Materials provided
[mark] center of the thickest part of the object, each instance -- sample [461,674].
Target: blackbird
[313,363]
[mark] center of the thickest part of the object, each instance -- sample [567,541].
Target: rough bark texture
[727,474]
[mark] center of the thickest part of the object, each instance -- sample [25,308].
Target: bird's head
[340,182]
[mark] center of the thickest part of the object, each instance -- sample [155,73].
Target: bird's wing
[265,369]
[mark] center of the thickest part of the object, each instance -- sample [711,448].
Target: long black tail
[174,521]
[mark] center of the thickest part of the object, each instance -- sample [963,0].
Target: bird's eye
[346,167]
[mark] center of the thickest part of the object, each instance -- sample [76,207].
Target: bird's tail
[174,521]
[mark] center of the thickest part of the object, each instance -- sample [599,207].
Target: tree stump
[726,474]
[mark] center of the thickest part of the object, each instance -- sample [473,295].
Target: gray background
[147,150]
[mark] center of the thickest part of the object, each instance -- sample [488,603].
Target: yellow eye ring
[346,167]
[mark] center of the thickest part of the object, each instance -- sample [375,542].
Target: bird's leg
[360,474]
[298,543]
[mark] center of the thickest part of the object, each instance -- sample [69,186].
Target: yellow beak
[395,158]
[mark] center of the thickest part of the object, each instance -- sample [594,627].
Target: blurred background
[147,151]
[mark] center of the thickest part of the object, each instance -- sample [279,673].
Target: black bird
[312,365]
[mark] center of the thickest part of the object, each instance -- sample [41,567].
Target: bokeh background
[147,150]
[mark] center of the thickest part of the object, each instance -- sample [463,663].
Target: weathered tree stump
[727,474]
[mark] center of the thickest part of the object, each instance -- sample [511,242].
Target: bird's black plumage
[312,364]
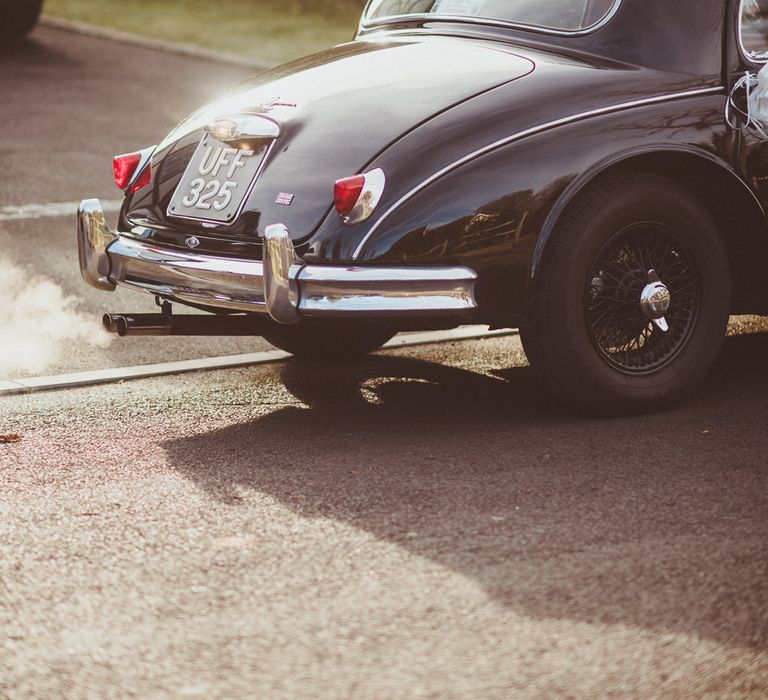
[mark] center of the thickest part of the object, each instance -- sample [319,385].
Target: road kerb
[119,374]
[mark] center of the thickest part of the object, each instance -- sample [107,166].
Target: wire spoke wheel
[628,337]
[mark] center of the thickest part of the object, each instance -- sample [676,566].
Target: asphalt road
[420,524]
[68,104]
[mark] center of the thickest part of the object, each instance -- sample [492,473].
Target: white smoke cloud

Requirements
Print all of the entries above word for word, leaving out the pictures.

Completed exercise
[mark] center of the thickest part of the object, each instance -- sample [461,674].
Target: blackbird
[313,363]
[mark] center of the thickest part of the object, each instance -- sample [567,541].
Target: rough bark texture
[727,474]
[mark] center of the thickest part of the object, each instance -- sample [25,308].
Target: bird's head
[340,182]
[mark] center of the thickest part of the object, each instance -- sample [155,73].
Target: bird's wing
[265,369]
[mark] center of the thickest part of the object, each instance -- sample [711,448].
Target: long black tail
[174,521]
[mark] center of the thickest part of the object, each instance -- sample [963,0].
Target: bird's eye
[346,167]
[mark] center of the thickest part of the object, each instance -- sample [76,207].
Target: bird's tail
[174,521]
[mark] center of the thickest part of the object, each instance -- sample [599,207].
Target: tree stump
[726,474]
[mark] center of the thickest part of the object, each instance -- sample [473,295].
Target: gray background
[147,150]
[mark] center of the thickest part of the object, each instance -- sample [488,603].
Target: yellow eye ring
[346,167]
[mark] center of the thickest part of the object, each instance -- sample [375,542].
Target: bird's leg
[360,474]
[298,543]
[mark] center of the thickest part of the object, each instance -- sample [69,186].
Target: yellow beak
[395,158]
[mark] center of the thickest part of the object, each instance -- sample [594,627].
Target: blurred background
[147,151]
[mark] center of the thickest part of the object, each instance -- sample [279,673].
Target: black bird
[312,365]
[mark] center of the thickest part of the object, each instance -- sample [41,567].
Target: bokeh background
[147,150]
[mark] center of the thickest part of the object, each instance -- sample [463,663].
Target: weathered tree stump
[727,474]
[mark] center of the thickest part of the object, each instance -- sample [511,242].
Target: bird's black plumage
[312,364]
[mark] center of the thickest part of the object, each instance -- sample [319,385].
Target: road kerb
[119,374]
[mark] center of the thickest part of the object, each instance -- sample [107,166].
Target: wire spoke wheel
[628,337]
[mark] center of the thickest part of the object, each instance -- sample [676,566].
Target: asphalt road
[420,524]
[68,104]
[mark] center of the thickest part of the object, each instance -- sample [492,473].
Target: white smoke cloud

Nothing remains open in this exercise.